SUPPLIED PASSAGE

——

Don’t you want a slice?

Sour cream, an extra egg, melted butter and jam makes this cake extra moist and luscious

I used Black Raspberry Jam that was given to me by my Traveling Tote friend Linda

It’s from a local farm market in Auburn CA where she lives

the jam was added in spoonfuls and swirled into the batter

This is the first time I’ve made a glaze with butter and I really like the way it thickens the glaze so it’s almost like icing.  If you want a thinner glaze, add less sugar or eliminate the butter

If you use a thinner glaze, poke top of cake all over with a skewer so the glaze can penetrate the cake

For this cake I used a thick glaze and poured it on top of cake, letting it drape down the sides

You can keep this cake in a cake dome on the counter to save precious refrigerator space

Triple Lemon Blueberry Bundt Cake

Prep Time 10 minutes
Cook Time 35 minutes
Decorating time 10 minutes
Course Dessert
Cuisine American
Servings 12


  • Bundt cake



  • 1 box lemon cake mix {like Duncan Hines Lemon Supreme}
  • 1 box regular size of instant lemon pudding mix
  • 1 cup sour cream
  • 4 eggs
  • 8 T 1 stick, unsalted butter, melted
  • 1/4 cup fresh lemon juice
  • 1/4 cup water
  • 1 tsp lemon extract
  • 1 cup blueberries
  • 1/2 cup blueberry or blackberry jam

Lemon Glaze

  • 1 1/2 cups powdered sugar
  • 1 T butter
  • 2 T fresh lemon juice
  • 2 tsp lemon extract


  • Combine all ingredients except blueberries and jam and beat for 2-3 minutes until well blended. Stir in blueberries and pour batter into a well greased bundt pan. Add jam in spoonfuls, spacing it evenly around batter in the middle. Use a skewer or sharp knife and swirl jam around in batter. Bake at 350 degrees for 32-40 minutes, checking with a cake tester near the end of baking time. Remove cake from oven when just done, do not over bake.

——

SUPPLIED MATERIAL
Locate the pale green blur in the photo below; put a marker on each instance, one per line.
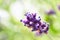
(12, 29)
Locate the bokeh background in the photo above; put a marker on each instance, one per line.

——

PROBLEM SET
1 - According to the lemon blueberry bundt cake recipe, at what temperature is the cake baked?
2 - Extend the lemon blueberry bundt cake recipe beyond its final instruction, keeping its style.

THE RESPONSES
1 - 350 degrees.

2 -
  • Cool cake in pan on wire rack for at least 30 minutes before removing from pan, and cool thoroughly before glazing.
  • To make glaze, melt butter in a large measuring cup. Stir in lemon juice and lemon extract. Add powdered sugar in batches until glaze reaches desired consistency. Pour or spoon glaze over cooled cake. Cake can be stored covered, at room temperature.
Keyword easy summer cake, lemon blueberry cake, lemon bundt cake, Triple lemon cake

Perfect for Mother’s Day!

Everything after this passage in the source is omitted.